** Document section follows **

= Tam Pham =

Vietnamese American Chef

Tam Pham is a Vietnamese American Miami-based chef and restauranteur. In 2024, Pham was named as the MICHELIN Guide Florida 2024 Young Chef Award Winner and his restaurant was designated a Michelin Bib Gourmand restaurant.

== Personal life ==
Pham was born in Saigon, Vietnam. He moved to the United States in 2008.

Pham attended Florida International University's school of hospitality and graduated with a bachelor's degree in 2013. He subsequently graduated with a master's degree from FIU in 2017. That same year, Pham met his husband Harrison Ramhofer, who also graduated from FIU in 2013.

== Career ==
Around 2019, Pham began a supper club with his husband called Phamily Kitchen Supper Club to highlight Vietnamese cuisine. Later on, Pham worked with his husband Ramhofer to open a pop-up Vietnamese restaurant called Tâm Tâm (Tam Tam), where they first garnered attention at 1-800 Lucky, a food hall located in Wynwood. In 2023, Pham opened a permanent location for Tâm Tâm in Downtown Miami, located on 99 NW 1st St, which used to be the location of Diana's Cafe that served a Cuban cuisine. That same year, Pham participated in the South Beach Food and Wine Festival, sponsored by Food Network, where he hosted a Vietnamese cooking class.

In February 2024, Tâm Tâm was designated a Michelin Bib Gourmand restaurant and in April that same year Pham was named as the Michelin Guide Florida 2024 Young Chef Award Winner. In September 2024, Pham assisted Valerie Chang for The James Beard Foundation's Taste America series, which highlighted Chang's downtown Miami restaurant, Maty's. Also in September, Bon Appétit named Tâm Tâm one of the "20 Best New Restaurants of 2024" and The New York Times called it one of the best 25 restaurants in Miami. On November 10, 2024, Pham participated alongside 20 other chefs in the 14th Annual Heritage Fuego festival at the Miami Biltmore Hotel.

** End of Document section **
** Supplied material follows **

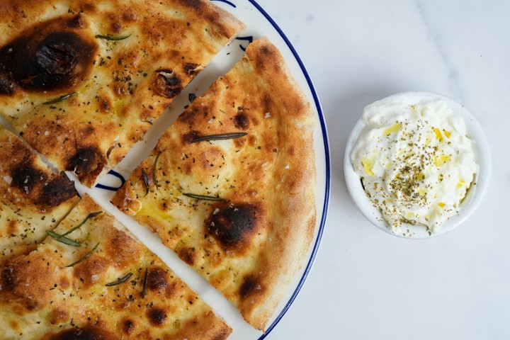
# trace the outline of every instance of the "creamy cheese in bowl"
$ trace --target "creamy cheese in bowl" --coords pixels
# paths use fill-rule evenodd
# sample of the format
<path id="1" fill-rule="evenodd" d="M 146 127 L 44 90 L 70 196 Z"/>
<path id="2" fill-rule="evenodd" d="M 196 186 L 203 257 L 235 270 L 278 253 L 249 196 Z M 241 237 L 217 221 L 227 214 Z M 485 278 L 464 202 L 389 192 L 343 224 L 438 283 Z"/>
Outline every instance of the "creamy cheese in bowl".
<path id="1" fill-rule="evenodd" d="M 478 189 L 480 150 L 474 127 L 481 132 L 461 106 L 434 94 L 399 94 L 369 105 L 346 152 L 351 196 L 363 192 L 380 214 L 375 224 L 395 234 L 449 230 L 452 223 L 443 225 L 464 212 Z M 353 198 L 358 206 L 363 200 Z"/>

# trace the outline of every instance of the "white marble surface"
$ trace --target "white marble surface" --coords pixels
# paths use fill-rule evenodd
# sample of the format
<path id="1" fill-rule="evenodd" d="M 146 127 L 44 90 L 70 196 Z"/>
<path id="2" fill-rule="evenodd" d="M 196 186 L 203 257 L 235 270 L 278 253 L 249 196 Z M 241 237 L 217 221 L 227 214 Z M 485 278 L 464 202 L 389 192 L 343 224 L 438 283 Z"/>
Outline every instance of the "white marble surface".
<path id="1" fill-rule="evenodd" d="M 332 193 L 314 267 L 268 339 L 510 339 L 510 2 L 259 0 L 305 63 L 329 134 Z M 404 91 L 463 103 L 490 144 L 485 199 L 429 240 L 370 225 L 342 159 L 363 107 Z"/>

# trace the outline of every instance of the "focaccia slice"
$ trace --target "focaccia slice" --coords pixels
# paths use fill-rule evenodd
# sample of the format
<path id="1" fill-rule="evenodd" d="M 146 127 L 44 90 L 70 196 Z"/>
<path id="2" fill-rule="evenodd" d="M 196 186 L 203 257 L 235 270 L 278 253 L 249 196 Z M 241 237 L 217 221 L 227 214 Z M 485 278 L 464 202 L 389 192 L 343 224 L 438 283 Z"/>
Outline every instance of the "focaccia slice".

** End of Supplied material **
** Supplied material follows **

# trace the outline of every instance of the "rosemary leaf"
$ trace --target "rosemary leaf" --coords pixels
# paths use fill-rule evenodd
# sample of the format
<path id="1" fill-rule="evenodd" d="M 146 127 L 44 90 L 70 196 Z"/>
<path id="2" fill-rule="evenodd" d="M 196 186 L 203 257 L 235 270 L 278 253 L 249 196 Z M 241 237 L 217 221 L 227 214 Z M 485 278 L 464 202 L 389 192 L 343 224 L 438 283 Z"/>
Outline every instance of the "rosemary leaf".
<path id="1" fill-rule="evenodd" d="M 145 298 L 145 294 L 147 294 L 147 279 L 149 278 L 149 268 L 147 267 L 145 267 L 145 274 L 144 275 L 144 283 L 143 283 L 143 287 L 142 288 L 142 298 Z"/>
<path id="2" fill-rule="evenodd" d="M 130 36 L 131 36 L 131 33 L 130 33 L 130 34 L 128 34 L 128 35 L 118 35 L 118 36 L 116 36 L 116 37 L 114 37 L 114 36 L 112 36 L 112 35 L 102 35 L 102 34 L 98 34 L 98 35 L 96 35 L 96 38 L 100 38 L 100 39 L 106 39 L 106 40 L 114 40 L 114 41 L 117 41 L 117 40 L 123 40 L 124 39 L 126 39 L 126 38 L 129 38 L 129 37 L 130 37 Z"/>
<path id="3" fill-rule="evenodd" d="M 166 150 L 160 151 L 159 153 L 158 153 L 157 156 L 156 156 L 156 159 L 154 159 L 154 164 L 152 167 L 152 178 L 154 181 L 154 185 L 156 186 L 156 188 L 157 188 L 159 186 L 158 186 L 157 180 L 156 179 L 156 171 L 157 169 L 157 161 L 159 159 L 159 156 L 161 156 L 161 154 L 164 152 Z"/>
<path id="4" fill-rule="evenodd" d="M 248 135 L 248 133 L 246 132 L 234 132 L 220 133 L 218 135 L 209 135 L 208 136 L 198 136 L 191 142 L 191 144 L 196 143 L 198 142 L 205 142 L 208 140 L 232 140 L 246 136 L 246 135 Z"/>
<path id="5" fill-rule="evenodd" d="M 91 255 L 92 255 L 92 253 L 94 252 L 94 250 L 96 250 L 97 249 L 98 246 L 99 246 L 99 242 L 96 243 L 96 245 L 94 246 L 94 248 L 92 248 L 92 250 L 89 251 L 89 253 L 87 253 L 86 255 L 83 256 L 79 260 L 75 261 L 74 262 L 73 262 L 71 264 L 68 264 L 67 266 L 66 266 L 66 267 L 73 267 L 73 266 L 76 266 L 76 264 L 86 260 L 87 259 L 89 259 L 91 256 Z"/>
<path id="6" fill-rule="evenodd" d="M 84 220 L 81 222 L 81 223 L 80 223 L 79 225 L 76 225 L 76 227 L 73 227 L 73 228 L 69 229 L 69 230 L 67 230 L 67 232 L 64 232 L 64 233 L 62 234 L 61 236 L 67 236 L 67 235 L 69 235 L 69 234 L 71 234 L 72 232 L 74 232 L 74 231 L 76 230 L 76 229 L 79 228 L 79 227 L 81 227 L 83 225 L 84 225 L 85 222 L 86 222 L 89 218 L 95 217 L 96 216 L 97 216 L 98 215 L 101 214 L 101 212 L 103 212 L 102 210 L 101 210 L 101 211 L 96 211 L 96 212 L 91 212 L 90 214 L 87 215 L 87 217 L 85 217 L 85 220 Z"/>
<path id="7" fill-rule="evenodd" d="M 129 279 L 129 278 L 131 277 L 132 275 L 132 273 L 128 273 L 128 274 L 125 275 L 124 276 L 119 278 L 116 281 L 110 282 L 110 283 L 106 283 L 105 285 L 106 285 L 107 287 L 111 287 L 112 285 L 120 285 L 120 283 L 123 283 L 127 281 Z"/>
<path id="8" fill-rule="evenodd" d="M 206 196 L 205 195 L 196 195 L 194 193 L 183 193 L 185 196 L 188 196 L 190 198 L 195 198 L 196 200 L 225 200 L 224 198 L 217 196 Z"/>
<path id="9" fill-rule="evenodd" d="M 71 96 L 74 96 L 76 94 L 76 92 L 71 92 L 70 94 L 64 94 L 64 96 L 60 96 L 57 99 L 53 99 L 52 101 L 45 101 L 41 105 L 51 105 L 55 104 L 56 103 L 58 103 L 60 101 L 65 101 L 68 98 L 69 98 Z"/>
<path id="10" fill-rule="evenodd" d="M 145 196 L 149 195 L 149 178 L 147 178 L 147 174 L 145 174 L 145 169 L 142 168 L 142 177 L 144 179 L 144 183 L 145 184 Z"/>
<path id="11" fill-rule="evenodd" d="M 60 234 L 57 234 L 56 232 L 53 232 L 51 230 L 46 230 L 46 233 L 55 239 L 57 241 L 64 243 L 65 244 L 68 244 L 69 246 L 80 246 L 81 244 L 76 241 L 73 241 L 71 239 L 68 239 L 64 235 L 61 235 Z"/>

** End of Supplied material **
** Supplied material follows **

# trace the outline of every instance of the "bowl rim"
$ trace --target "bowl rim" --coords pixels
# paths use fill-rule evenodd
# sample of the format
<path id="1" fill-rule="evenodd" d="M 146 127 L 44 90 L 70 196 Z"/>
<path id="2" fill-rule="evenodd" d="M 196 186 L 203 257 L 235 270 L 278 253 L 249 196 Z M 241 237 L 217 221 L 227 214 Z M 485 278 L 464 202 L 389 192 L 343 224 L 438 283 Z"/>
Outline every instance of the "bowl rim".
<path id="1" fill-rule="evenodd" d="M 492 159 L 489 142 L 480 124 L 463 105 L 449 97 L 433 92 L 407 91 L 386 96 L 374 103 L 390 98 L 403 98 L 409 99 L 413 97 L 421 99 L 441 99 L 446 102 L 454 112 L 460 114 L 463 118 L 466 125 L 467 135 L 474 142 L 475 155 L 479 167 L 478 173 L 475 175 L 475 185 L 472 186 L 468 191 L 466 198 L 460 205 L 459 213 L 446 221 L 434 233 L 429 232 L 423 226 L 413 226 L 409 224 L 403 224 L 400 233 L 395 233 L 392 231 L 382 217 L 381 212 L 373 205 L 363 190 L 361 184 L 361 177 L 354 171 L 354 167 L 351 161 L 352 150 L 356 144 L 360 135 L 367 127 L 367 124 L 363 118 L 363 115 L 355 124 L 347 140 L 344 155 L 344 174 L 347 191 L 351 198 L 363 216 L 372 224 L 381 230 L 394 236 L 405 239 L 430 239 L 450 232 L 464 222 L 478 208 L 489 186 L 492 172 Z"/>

** End of Supplied material **

● **Work request 1**: Using the text on Tam Pham, explain in one to three sentences why Pham and his husband started Phamily Kitchen Supper Club.
● **Work request 2**:
Answer these questions from the text on Tam Pham:
(a) In what city was Pham born?
(b) What business used to occupy the Downtown Miami location of Tâm Tâm?
(c) Where was the 14th Annual Heritage Fuego festival held?
The entries are not needed for this work.

● **Written answer 1**: Around 2019, Pham and his husband started Phamily Kitchen Supper Club to highlight Vietnamese cuisine.

● **Written answer 2**:
(a) Saigon, Vietnam
(b) Diana's Cafe, which served Cuban cuisine
(c) The Miami Biltmore Hotel